İstek A – Aşağıdaki okunacak metne göre, %0.5 oranında MWCNT parçacığı kullanımı takım–iş parçası ara-yüzeyindeki sıcaklığı yaklaşık yüzde kaç azaltmıştır?

Talaşlı imalatta nano-akışkan kullanımının soğutmaya etkilerinin deneysel olarak araştırılması

Yıl 2026, Cilt: 46 Sayı: 1 , 79 - 89 , 01.05.2026

Kemal Bilen , Hakan Zafer Kızılkaya , Abdulmecit Güldaş

https://doi.org/10.47480/isibted.1757702

https://izlik.org/JA59TN93LG

Öz

Nano-akışkanların talaşlı imalat süreçlerinde kullanımı, gelişmiş termo-fiziksel özellikleri sayesinde giderek daha yaygın hale gelmektedir. Önceki çalışmalar; Al2O3, MWCNT veya TiO2 gibi nano-parçacıkların, temel akışkanlara eklenmesinin yoğunluk, viskozite ve ısıl iletkenlik gibi özelikleri iyileştirdiğini göstermektedir. Bu deneysel çalışma; söz konusu nano-parçacıkların %0.5, %1 ve %1.5 oranlarında bor yağı–su karışımına eklenmesinin etkisini incelemektedir. Araştırma üç ana aşamada gerçekleştirilmiştir: Nano-akışkan hazırlanması, termo-fiziksel özeliklerin değerlendirilmesi ve Ti-6Al-4V alaşımı kullanılarak yapılan talaşlı imalat deneyleri. Sonuçlar, 24.5 °C’da nano-parçacık derişikliğinin artmasının akışkan yoğunluğunda sürekli bir artışa yol açtığını ortaya koymuştur. Ancak, dinamik viskozite ve ısıl iletkenlik için benzer bir artış gözlemlenmemiş; bu özelikler, %1’in üzerindeki derişikliklerde azalmaya başlamıştır. Bu azalma, çökelme ve tortulaşma gibi akışkan kararsızlığı problemlerine bağlanmıştır. Ayrıca; nano-akışkan kullanımı, takım–iş parçası ara-yüzeyindeki sıcaklığı önemli ölçüde düşürmüştür. Örneğin, %0.5 oranında MWCNT parçacığı kullanımı bu sıcaklığı yaklaşık %18 oranında azaltmıştır. Diğer taraftan; daha yüksek derişiklikler, parçacık birikimi nedeniyle ara-yüzey sıcaklığında artışa ve yüzey pürüzlülüğünde kötüleşmeye neden olmuştur. Özellikle %0.5 MWCNT kullanımı, yüzey kalitesinde yaklaşık %25’lik bir iyileşme sağlamıştır. Bu çalışma; talaşlı imalat performansının yalnızca optimum nano-parçacık derişikliklerinde iyileştirilebildiğini; aşırı miktarda nano-parçacık kullanımının performansı düşürdüğünü ve bu bulgunun kesici uçların SEM analizleriyle desteklendiğini ortaya koymuştur.

Veri kümesi içeriği –
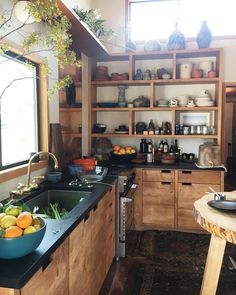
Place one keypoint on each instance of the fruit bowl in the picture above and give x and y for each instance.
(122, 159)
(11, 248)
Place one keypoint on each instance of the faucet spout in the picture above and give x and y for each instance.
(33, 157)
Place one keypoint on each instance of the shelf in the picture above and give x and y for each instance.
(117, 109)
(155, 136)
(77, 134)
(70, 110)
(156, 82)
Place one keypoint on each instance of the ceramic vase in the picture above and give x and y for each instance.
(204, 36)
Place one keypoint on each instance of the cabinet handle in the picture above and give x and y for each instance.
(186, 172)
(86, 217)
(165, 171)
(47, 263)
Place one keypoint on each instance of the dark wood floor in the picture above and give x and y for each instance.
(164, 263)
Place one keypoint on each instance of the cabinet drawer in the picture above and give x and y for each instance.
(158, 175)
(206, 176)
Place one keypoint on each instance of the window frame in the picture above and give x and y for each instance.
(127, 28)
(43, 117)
...
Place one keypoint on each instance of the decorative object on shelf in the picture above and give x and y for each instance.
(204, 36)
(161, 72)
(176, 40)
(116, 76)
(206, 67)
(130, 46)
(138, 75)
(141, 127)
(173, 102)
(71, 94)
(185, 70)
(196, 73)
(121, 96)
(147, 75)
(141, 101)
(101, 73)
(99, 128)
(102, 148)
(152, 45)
--
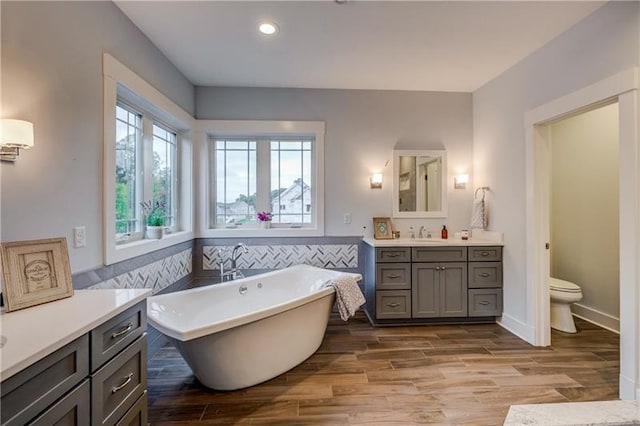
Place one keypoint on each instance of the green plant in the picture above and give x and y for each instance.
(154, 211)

İstek B – Yukarıdaki listede "cabinet" kelimesini içeren satırları sayın ve lütfen yalnızca sayıyı yazın.

Tam yanıt A – Yaklaşık %18 oranında azaltmıştır.

Tam yanıt B – 2